# Quoted text:
<<<<

2023 - The STS Year in Review

14/12/2023

Welcome!

Welcome to the end-of-year edition of the STS Newsletter by PCS, keeping stakeholders up to date about market and regulatory developments in the world of STS.

As ever, we very much welcome any feedback on this newsletter.

Market data – Looking back at 2023 – What the numbers tell us about STS

In this section, we will focus on specific numbers in 2023 before going to a broader analysis of what transpired in 2023 in the STS securitisation markets.

Please note that, differently from most year-end commentaries, we have focused on number of deals rather than volume of issuance. The reason for this is not that numbers have a greater explanatory power than volume but rather that they have a different and complementary explanatory power.

Many research firms and other commentators provide the volume numbers and it seemed of limited value to just do the same. By focusing on numbers, PCS hopes to shed not a better light but a different light on the year.

(All numbers are as of 12th December 2023 and so comparisons with 2022 are not exactly on the same basis. The numbers are extracted from ESMA’s STS database and follow the definitions provided by originators in their STS notifications to ESMA. PCS expects a few additional STS deals by year end but not so many as to invalidate the broad conclusions.)

>>>>

# Job 1:
List every abbreviation that appears in the STS newsletter.
The newsletter and the records come from separate, unrelated sources.

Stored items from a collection
<<<<

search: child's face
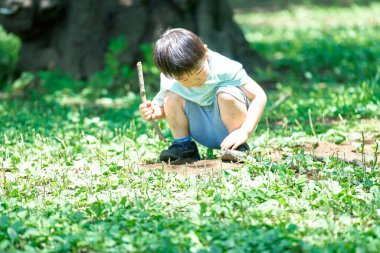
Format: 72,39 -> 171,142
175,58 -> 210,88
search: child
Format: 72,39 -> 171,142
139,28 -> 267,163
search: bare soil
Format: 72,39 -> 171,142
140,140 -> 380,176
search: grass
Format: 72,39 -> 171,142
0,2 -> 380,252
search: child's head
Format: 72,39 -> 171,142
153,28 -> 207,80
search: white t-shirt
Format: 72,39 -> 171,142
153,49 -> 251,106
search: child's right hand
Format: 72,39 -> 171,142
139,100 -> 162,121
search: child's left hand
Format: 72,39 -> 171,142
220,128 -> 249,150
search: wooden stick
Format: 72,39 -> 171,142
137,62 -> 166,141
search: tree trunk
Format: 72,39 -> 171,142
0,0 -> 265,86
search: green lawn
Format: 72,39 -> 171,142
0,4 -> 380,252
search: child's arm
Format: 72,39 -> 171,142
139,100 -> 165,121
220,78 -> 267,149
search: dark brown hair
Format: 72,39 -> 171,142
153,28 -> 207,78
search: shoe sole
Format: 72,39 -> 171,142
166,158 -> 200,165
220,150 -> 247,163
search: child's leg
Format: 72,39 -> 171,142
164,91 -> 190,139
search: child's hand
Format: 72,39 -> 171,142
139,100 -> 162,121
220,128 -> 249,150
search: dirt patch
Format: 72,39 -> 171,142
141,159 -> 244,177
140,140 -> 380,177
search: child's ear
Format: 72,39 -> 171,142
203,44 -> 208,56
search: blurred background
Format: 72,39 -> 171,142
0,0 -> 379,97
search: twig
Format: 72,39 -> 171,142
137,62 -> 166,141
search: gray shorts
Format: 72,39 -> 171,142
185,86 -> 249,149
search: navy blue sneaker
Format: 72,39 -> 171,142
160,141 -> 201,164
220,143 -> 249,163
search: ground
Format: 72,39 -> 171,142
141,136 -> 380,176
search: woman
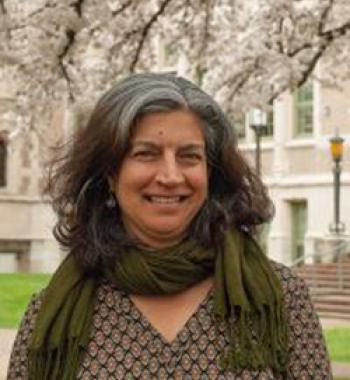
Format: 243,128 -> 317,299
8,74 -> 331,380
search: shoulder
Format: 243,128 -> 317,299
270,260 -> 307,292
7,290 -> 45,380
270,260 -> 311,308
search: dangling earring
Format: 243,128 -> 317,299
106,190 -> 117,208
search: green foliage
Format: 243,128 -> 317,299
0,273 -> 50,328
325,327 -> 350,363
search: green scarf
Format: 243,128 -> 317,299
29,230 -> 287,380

>>>>

# Job 2:
Format the records from the line with "search: tree trunk" through the end of the records as a JSON list of strings, one string per line, with blank lines omitted. Leave the pictures out.

# Full answer 1:
STS, PCS, ESMA

# Full answer 2:
[
  "search: tree trunk",
  "Format: 72,39 -> 171,142",
  "0,0 -> 265,86",
  "search: green lawn",
  "Format: 72,39 -> 171,142",
  "0,4 -> 380,252",
  "search: child's arm",
  "Format: 72,39 -> 171,142",
  "139,100 -> 165,121",
  "220,78 -> 267,149",
  "search: dark brown hair",
  "Format: 72,39 -> 171,142",
  "153,28 -> 207,78",
  "search: shoe sole",
  "Format: 72,39 -> 171,142",
  "166,158 -> 200,165",
  "220,150 -> 247,163",
  "search: child's leg",
  "Format: 72,39 -> 171,142",
  "164,91 -> 190,139",
  "search: child's hand",
  "Format: 72,39 -> 171,142",
  "139,100 -> 162,121",
  "220,128 -> 249,150",
  "search: dirt patch",
  "Format: 72,39 -> 171,142",
  "141,159 -> 244,177",
  "140,140 -> 380,177",
  "search: child's ear",
  "Format: 72,39 -> 171,142",
  "203,44 -> 208,56",
  "search: blurred background",
  "Format: 72,39 -> 171,142",
  "0,0 -> 379,97",
  "search: twig",
  "Format: 72,39 -> 171,142",
  "137,62 -> 166,141",
  "search: gray shorts",
  "Format: 72,39 -> 171,142",
  "185,86 -> 249,149",
  "search: navy blue sneaker",
  "Format: 72,39 -> 171,142",
  "160,141 -> 201,164",
  "220,143 -> 249,163",
  "search: ground",
  "Format: 72,39 -> 171,142",
  "141,136 -> 380,176",
  "search: woman",
  "Format: 243,128 -> 317,299",
  "8,74 -> 331,380",
  "search: shoulder",
  "Format: 243,128 -> 317,299",
  "270,260 -> 307,292",
  "7,290 -> 45,380",
  "270,260 -> 311,308",
  "search: dangling earring",
  "Format: 243,128 -> 317,299",
  "106,190 -> 117,208",
  "search: green foliage",
  "Format: 243,128 -> 317,299",
  "0,273 -> 50,328",
  "325,327 -> 350,363",
  "search: green scarf",
  "Format: 243,128 -> 317,299",
  "29,230 -> 287,380"
]